RECORDS TO USE ▸
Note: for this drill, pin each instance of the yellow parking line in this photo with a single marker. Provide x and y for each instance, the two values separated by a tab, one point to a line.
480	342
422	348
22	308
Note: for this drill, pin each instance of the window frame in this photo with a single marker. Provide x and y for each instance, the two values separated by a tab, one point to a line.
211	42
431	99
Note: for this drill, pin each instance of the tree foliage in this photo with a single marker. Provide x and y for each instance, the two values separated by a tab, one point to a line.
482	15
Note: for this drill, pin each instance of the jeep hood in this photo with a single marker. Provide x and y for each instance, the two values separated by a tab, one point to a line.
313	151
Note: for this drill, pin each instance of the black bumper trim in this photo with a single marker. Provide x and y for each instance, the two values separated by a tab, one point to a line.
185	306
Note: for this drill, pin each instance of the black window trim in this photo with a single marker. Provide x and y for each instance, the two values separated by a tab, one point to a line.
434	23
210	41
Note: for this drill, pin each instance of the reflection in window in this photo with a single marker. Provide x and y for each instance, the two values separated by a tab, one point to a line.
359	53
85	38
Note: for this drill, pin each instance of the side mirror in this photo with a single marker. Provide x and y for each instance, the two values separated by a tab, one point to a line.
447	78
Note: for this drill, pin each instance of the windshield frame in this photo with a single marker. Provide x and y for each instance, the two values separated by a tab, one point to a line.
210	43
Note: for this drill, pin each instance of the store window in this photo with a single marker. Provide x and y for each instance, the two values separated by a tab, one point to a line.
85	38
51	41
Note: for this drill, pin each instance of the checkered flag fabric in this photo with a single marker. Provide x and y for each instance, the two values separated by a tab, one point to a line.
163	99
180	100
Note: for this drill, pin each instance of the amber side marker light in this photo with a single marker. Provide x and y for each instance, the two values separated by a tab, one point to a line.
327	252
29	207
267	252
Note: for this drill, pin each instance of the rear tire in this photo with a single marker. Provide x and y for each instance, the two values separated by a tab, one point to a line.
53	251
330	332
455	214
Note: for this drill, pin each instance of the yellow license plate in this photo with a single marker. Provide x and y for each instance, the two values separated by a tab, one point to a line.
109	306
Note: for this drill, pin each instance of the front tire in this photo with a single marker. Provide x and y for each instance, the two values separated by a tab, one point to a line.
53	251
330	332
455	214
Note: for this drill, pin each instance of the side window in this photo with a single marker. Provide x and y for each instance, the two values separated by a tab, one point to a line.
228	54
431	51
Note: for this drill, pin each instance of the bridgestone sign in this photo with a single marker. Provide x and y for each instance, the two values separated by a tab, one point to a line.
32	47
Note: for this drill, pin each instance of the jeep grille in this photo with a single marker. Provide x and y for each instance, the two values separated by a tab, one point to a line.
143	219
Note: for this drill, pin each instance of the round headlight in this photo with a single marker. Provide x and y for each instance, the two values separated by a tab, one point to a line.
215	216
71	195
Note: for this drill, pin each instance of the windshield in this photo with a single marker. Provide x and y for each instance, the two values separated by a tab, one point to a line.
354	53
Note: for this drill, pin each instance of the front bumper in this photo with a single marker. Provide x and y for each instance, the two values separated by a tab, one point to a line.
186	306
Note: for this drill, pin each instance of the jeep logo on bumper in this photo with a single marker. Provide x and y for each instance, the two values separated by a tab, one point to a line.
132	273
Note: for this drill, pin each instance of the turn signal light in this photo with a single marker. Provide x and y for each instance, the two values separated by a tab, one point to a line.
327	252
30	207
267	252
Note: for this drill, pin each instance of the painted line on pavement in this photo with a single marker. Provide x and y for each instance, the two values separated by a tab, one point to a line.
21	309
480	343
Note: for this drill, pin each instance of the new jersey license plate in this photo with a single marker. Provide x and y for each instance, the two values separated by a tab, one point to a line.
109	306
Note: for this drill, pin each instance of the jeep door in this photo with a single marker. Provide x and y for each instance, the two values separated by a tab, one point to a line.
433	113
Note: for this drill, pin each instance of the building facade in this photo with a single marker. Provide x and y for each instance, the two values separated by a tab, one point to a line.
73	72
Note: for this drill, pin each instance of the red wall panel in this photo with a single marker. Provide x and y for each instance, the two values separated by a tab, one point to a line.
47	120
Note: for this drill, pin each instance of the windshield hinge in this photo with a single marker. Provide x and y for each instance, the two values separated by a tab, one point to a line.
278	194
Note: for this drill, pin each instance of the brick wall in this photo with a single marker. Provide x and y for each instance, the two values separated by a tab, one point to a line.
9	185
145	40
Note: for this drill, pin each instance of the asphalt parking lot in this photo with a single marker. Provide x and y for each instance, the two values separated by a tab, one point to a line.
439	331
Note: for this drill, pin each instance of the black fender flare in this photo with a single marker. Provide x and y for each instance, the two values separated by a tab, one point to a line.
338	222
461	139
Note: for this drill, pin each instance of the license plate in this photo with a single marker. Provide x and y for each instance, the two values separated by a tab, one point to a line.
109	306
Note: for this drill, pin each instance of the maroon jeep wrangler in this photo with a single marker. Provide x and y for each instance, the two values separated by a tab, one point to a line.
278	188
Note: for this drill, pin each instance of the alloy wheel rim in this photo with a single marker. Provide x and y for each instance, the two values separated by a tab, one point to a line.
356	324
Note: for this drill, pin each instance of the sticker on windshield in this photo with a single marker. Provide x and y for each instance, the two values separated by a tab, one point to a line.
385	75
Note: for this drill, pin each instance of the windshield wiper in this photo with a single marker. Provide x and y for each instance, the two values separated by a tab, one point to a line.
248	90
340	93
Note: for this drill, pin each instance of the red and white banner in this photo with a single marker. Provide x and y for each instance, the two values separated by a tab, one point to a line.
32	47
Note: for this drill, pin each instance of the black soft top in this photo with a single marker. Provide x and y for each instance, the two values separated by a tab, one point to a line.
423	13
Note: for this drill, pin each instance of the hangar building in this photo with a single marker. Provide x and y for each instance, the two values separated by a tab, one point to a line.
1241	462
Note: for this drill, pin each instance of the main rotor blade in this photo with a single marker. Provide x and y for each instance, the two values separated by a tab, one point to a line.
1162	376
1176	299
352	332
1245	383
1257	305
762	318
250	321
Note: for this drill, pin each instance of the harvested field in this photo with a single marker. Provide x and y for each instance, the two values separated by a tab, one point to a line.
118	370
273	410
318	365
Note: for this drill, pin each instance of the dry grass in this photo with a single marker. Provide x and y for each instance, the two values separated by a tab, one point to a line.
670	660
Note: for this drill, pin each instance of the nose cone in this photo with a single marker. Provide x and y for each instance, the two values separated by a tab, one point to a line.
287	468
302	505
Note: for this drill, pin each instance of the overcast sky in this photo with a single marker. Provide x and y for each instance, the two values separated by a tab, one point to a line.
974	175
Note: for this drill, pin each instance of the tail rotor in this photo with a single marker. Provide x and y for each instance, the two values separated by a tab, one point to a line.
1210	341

WHAT YOU HAVE TO DO ▸
Would you copy out all of the entries exactly?

TASK SOLUTION ▸
Note: for this drill, pin each instance of the yellow parking line in this photo with a single marker. Provide x and y for each instance, the two values separated by a tab, one point to a line.
480	342
422	348
22	308
Note: for this drill, pin each instance of the window frame in this photo with a single marker. Provide x and y for each instance, the two values separated by a tab, one point to a line.
211	42
431	99
Note: for this drill, pin each instance of the tree foliage in this photo with a single marker. Provide x and y for each instance, the two values separated by a tab, one point to a line.
482	15
Note: for this drill, pin each instance of the jeep hood in this photo with a single marker. Provide x and y for each instance, the two values separated by a tab, one point to a line.
313	151
Note: for this drill, pin each instance of the black bumper trim in this photo with a single marker. Provide x and y for each instance, the two values separated by a tab, one point to a line.
185	306
Note: for this drill, pin each instance of the black window trim in this photo with a single marker. Provide x and y for each instance, the two values separated by a tab, one point to a line.
434	23
210	41
Note: for this drill, pin each instance of the reflection in window in this photo with a single marker. Provide x and y for each instance, the two values separated by a tab, one point to a line.
359	53
85	38
Note: for this drill, pin each instance of the side mirror in this photo with a single marker. Provide x and y for each instance, the two values separated by a tab, one point to a line.
447	78
Note: for this drill, pin each instance of the windshield frame in this photo with a single marker. Provide x and y for each instance, the two values separated by a tab, one point to a line.
210	43
Note: for this drill, pin each instance of the store window in this photo with a single marker. Provide x and y for each instance, the two values separated by a tab, one point to a line.
85	38
51	41
Note: for this drill, pin each instance of the checkered flag fabric in this photo with a single marker. Provide x and y for each instance, the two values separated by a tab, one point to a line.
163	99
180	100
Note: for this drill, pin each instance of the amber side marker light in this photo with a single marker. Provide x and y for each instance, the two values separated by a tab, one point to a line.
327	252
29	207
267	252
Note: for this drill, pin each instance of the rear tire in this photo with a single marker. Provide x and y for each instance, the two values separated by a tab, one point to a line.
53	251
330	332
455	214
Note: for this drill, pin each instance of the yellow license plate in this photo with a single marker. Provide x and y for each instance, the two values separated by a tab, one point to a line.
109	306
Note: for this drill, pin each instance of the front tire in this photo with a single marker. Provide x and y for each instance, the two values separated by a tab, one point to a line.
53	251
330	332
455	214
Note: for this drill, pin each instance of the side window in this photo with a single marker. Provide x and y for each instance, the two values separated by a tab, one point to a line.
228	54
431	51
Note: for this drill, pin each instance of the bridgestone sign in this photo with a single marker. Provide x and y for each instance, the two values separated by a tab, one point to a line.
32	47
Note: for this drill, pin each instance of the jeep grille in this photo with a single marker. Provide x and y for each instance, the two values separated by a tab, one point to a line.
143	219
Note: for this drill, pin each instance of the round headlight in this photo with a single marker. Provide x and y for each instance, the two values separated by a tab, one point to a line.
215	216
71	195
Note: for this drill, pin each instance of the windshield in this photo with a single marker. Provide x and y for each instance, the two values separated by a tab, one point to a line.
354	53
Note: for this drill, pin each instance of the front bumper in this photo with a single marker. Provide x and y for each instance, the two values separated by a tab, one point to a line.
186	306
Note: for this drill, pin each instance of the jeep logo on bumper in this photo with a single marker. Provide x and y for each instance, the two values separated by a tab, one point to a line.
132	273
Note: for this drill, pin each instance of the turn signal light in this photo with a single marker. Provide x and y for each instance, the two values separated by a tab, one point to a line.
327	252
30	207
267	252
Note: for this drill, pin each instance of the painted line on pavement in this photo with a single marker. Provide x and y for each instance, the two values separated by a tab, one point to a line.
21	309
480	343
Note: for this drill, pin each instance of the new jersey license plate in this photo with a single marker. Provide x and y for each instance, the two values separated by a tab, one point to a line.
109	306
Note: for this drill, pin each instance of the jeep door in this photo with a single marker. Provide x and y for each instance, the two values separated by a tab, one point to a line.
433	113
Note: for this drill, pin each instance of the building facade in this photo with a single marker. Provide x and y for each instance, the two values separated by a tab, one point to a line.
73	72
Note: for this drill, pin each instance of the red wall panel in this photo with a single marker. Provide x and y for each instance, the two values separated by a tab, one point to a line.
47	120
Note: for this drill, pin each instance of the windshield hinge in this photo with a single marker. Provide x and y for each instance, the two values separated by a tab, one point to a line.
278	194
Note: for this drill, pin each instance of the brick wall in this photo with a single marker. Provide x and y for each instance, the two values separated by a tab, one point to a line.
9	185
145	40
Note: for this drill, pin each instance of the asphalt parking lot in this photo with a single marker. Provide x and y for each instance, the two values separated by a tab, one point to a line.
439	331
Note: for this drill, pin each instance of the black fender flare in this photo with a single marker. Provide x and y for each instance, the two values separated by a tab, one point to a line.
338	222
461	139
Note: for this drill, pin each instance of the license plate in this photo with a single marker. Provide x and y for each instance, the two values separated by a tab, one point to a line.
109	306
Note: for this drill, pin each instance of the maroon jeep wrangler in this photo with a single marker. Provide x and y for each instance, the two values separated by a tab, one point to a line.
278	188
Note: for this drill, pin each instance of the alloy wheel rim in this photo with a single marker. Provide x and y for each instance, the two values separated by a tab, one point to a line.
356	324
Note: for this drill, pin each instance of the sticker on windshield in this photo with a single marker. Provide x and y for each instance, the two values separated by a tab, one point to a line.
385	75
Note: for this drill, pin each instance of the windshield wiper in this photo with a single marker. Provide x and y for each instance, the two values separated by a tab, one point to a line.
248	90
340	93
Note: for this drill, pin each instance of the red and white banner in this photo with a single marker. Provide x and y for each instance, the two values separated by a tab, one point to a line.
32	47
Note: for this drill, pin each instance of the black soft top in this photo with a single marker. Provide x and y for each instance, the two values separated by a tab, one point to a line.
423	13
Note: for this drill, pin each instance of the hangar building in this photo with a single marker. Provide x and y for each instance, the two values separated by a tab, one point to a line.
1241	462
Note: for this drill, pin each instance of the main rotor blade in this photo with a single marker. Provide x and y for each instance, the two values separated by a tab, one point to a line.
1162	376
1176	299
352	332
1245	383
1257	305
762	318
250	321
Note: for this drill, pin each instance of the harvested field in this photo with a single marker. Provide x and y for each instance, the two values separated by a tab, one point to a line.
118	370
273	410
318	365
Note: for this drill, pin each instance of the dry grass in this photo with a single marker. Provide x and y for each instance, the two values separated by a tab, one point to a line.
670	660
Note: for this drill, pin each instance of the nose cone in this photo with a single marker. Provide x and y for each instance, the two values separated by a tab, one point to a line.
287	468
302	505
Note: for this drill, pin each instance of the overcast sky in this photo with a single marker. Provide x and y for each instance, the two values separated by a tab, one point to a line.
974	175
Note: for this drill, pin each instance of the tail rotor in this photo with a single marker. Provide x and y for each instance, the two values separated by a tab, one point to a line.
1210	341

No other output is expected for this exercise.